[Aim of the exercise] Can you repeat everything from "Rationale for this" down to "the bigdecimal crate." in the float-testing pull request, swapping "Postgres" for "PostgreSQL"?

[Document]
***
More rigorous treatment of floats in tests #13590

leoyvens · 2024-11-28T10:08:48Z

Which issue does this PR close?

My motivation was to improve DF testing of float outputs, even at the least-significant digits.

The situation in #13569 seemed a bit uncomfortable, and generally the SLTs were formatting floats and decimal in complicated ways. So I took a shot at tackling it "the hard way", which involved changing virtually all SLTs that print out floats.

Rationale for this change

The rationale is that this makes the SLT test output closer to the output a DataFusion user would typically see, in datafusion-cli, when writing float outputs to CSV or when using arrow_cast to convert a float to string.

Tests do become more sensitive to minor changes in the handling of floats by DataFusion. But if the user will have to deal with it, then the tests should also have to deal with it.

The interaction with pg_compat tests is an interesting one. The Postgres avg over integers returns a numeric, while the DataFusion avg over integers returns a Float64. The SLTs previously dealt with this by rounding everything to 12 decimal digits. This PR deals with it by testing the value within an epsilon, with the justification of allowing us to entirely remove the dependency on the bigdecimal crate.

The regr_* family of UDAFs is also interesting. If the input is split across multiple batches, the output is not deterministic, so this PR also uses an epsilon there.

What changes are included in this PR?

This PR does code changes only to sqllogictest/src/engines/conversion.rs. But the fallout to .slt files makes the diff large.

SLTs now formats floats using ryu which is what arrow-rs uses, improving consistency with user-visible outputs.
pg_compat tests now test avg of integers within an epsilon, rather than relying on implicit truncation by the SLT engine.
Dependency on bigdecimal is removed (this was a test-only dependency).

Are these changes tested?

The changes are to the tests. Who tests the tests? 😄

Are there any user-facing changes?

No.

alamb · 2024-11-28T11:06:20Z

Thank you @leoyvens -- this looks epic. I will review this PR but I may not have a chance to do so for a day or two. It looks awesome

jonahgao · 2024-11-29T02:08:25Z

The rationale is that this makes the SLT test output closer to the output a DataFusion user would typically see, in datafusion-cli, when writing float outputs to CSV or when using arrow_cast to convert a float to string.

Make sense to me👍

leoyvens · 2024-11-29T13:03:30Z

There was the following test failure on amd64 and win64:

External error: query result mismatch:
[SQL] select acos(0), acos(0.5), acos(1);
[Diff] (-expected|+actual)
-   1.5707963267948966 1.0471975511965976 0
+   1.5707963267948966 1.0471975511965979 0
at test_files/scalar.slt:93

This is surfacing non-determinism across target platforms. This is expected behaviour for Rust std. For acos, and many other float math functions, the Rust std docs say:

The precision of this function is non-deterministic.
***
[Supplied material]
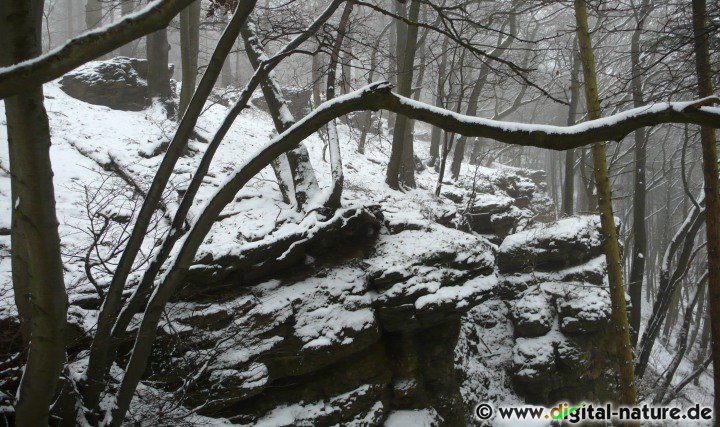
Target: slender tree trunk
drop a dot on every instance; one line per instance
(401, 167)
(627, 393)
(158, 73)
(126, 7)
(682, 342)
(189, 50)
(70, 24)
(93, 14)
(334, 198)
(102, 350)
(712, 198)
(393, 62)
(569, 184)
(639, 248)
(302, 183)
(317, 79)
(35, 224)
(436, 134)
(472, 105)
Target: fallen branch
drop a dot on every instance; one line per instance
(87, 46)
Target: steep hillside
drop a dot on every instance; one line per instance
(400, 308)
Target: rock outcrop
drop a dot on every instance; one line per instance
(497, 202)
(362, 319)
(553, 280)
(354, 318)
(119, 83)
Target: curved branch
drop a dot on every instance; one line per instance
(88, 46)
(372, 97)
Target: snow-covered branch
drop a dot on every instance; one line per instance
(88, 46)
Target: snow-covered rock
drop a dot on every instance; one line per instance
(119, 83)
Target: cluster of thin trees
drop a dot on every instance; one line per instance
(446, 63)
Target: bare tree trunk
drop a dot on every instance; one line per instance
(303, 183)
(69, 10)
(317, 79)
(158, 73)
(189, 50)
(627, 393)
(126, 7)
(366, 117)
(393, 63)
(93, 14)
(334, 198)
(399, 171)
(682, 341)
(712, 198)
(639, 248)
(436, 134)
(669, 281)
(35, 224)
(102, 351)
(569, 184)
(485, 69)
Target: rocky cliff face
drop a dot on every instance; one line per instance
(400, 308)
(361, 317)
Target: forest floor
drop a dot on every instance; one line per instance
(92, 143)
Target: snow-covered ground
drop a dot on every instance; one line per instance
(88, 140)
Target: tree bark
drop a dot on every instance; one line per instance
(372, 97)
(334, 197)
(472, 105)
(158, 75)
(302, 184)
(34, 222)
(682, 342)
(189, 50)
(401, 167)
(102, 348)
(93, 14)
(627, 393)
(639, 231)
(569, 184)
(86, 47)
(126, 8)
(436, 134)
(712, 198)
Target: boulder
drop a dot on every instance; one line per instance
(297, 100)
(533, 315)
(552, 247)
(119, 83)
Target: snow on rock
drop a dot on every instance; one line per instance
(119, 83)
(391, 309)
(567, 242)
(533, 314)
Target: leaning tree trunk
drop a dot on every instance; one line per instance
(639, 249)
(712, 198)
(682, 342)
(302, 175)
(34, 223)
(189, 50)
(569, 185)
(102, 350)
(436, 134)
(485, 69)
(126, 8)
(333, 201)
(158, 71)
(612, 252)
(93, 14)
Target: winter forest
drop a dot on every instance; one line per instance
(357, 212)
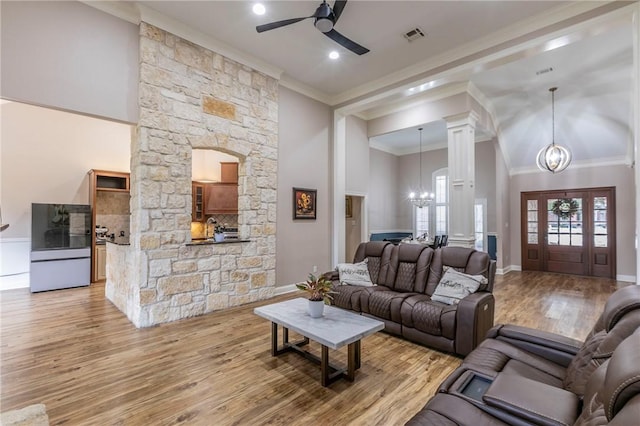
***
[Response to this exercise]
Rationale for this change

The rationale is that this makes the SLT test output closer to the output a DataFusion user would typically see, in datafusion-cli, when writing float outputs to CSV or when using arrow_cast to convert a float to string.

Tests do become more sensitive to minor changes in the handling of floats by DataFusion. But if the user will have to deal with it, then the tests should also have to deal with it.

The interaction with pg_compat tests is an interesting one. The PostgreSQL avg over integers returns a numeric, while the DataFusion avg over integers returns a Float64. The SLTs previously dealt with this by rounding everything to 12 decimal digits. This PR deals with it by testing the value within an epsilon, with the justification of allowing us to entirely remove the dependency on the bigdecimal crate.